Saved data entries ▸
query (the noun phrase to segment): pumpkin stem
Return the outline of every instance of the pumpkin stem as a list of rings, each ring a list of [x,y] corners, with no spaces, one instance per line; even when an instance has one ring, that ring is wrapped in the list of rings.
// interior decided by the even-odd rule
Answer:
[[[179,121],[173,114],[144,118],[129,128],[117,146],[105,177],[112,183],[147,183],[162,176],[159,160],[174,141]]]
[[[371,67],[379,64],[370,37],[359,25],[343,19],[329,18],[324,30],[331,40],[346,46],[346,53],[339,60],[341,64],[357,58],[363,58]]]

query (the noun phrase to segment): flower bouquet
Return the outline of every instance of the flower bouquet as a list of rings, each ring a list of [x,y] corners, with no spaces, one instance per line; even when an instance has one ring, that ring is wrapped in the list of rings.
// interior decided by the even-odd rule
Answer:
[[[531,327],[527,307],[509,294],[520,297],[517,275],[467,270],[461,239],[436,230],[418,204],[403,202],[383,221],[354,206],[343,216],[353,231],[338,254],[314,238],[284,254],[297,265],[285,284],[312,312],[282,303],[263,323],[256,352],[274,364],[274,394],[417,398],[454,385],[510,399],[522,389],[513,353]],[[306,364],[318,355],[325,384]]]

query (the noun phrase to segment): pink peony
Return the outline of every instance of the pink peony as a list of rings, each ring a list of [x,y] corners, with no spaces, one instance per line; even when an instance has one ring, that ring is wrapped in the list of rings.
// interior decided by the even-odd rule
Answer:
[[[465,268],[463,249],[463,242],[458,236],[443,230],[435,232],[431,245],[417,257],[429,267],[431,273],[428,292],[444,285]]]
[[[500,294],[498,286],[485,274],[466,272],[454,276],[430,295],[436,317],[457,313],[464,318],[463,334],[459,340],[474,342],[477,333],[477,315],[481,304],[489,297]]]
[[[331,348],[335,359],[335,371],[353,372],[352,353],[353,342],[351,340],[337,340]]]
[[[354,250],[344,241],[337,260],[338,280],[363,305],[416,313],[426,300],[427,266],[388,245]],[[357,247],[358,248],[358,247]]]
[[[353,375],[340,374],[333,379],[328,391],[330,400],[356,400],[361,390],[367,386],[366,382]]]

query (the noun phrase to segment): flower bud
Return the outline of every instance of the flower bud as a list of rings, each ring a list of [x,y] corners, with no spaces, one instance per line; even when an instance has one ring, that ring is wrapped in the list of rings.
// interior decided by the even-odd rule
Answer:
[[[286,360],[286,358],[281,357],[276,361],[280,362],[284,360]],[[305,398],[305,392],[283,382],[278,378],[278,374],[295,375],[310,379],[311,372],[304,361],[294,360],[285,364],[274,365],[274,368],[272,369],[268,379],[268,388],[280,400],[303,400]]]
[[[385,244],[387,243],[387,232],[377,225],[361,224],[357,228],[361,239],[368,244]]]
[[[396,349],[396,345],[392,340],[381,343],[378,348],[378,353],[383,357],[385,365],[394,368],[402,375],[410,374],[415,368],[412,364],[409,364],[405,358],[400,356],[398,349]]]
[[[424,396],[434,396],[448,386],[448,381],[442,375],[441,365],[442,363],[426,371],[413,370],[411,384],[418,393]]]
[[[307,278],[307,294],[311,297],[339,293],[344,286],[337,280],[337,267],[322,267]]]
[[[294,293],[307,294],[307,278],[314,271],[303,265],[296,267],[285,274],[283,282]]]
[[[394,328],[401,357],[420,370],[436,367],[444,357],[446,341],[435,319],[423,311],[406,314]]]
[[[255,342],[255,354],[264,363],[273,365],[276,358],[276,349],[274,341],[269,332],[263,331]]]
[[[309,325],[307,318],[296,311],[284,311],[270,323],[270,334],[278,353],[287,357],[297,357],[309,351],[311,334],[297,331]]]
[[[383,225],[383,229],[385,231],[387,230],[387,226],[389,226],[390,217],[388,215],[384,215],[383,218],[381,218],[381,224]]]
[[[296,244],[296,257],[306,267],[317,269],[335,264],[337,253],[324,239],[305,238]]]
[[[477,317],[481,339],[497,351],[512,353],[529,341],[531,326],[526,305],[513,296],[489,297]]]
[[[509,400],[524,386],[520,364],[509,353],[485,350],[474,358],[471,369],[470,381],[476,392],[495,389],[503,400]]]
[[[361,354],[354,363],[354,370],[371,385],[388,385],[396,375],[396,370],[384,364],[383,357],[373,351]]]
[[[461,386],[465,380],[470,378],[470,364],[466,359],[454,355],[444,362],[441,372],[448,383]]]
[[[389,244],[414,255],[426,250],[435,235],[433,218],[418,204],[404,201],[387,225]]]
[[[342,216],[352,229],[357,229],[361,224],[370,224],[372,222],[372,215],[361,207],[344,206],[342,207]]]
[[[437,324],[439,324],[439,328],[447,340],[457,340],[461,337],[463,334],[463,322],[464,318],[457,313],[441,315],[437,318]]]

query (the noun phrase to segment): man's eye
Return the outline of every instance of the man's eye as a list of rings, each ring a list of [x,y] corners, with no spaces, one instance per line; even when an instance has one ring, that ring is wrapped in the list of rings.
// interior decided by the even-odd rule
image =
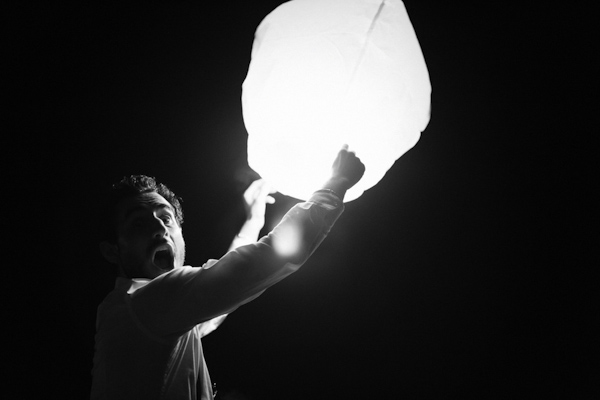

WHAT IS BEING ASKED ▸
Write the number of data lines with "list", nothing else.

SOLUTION TO THE EXERCISE ▸
5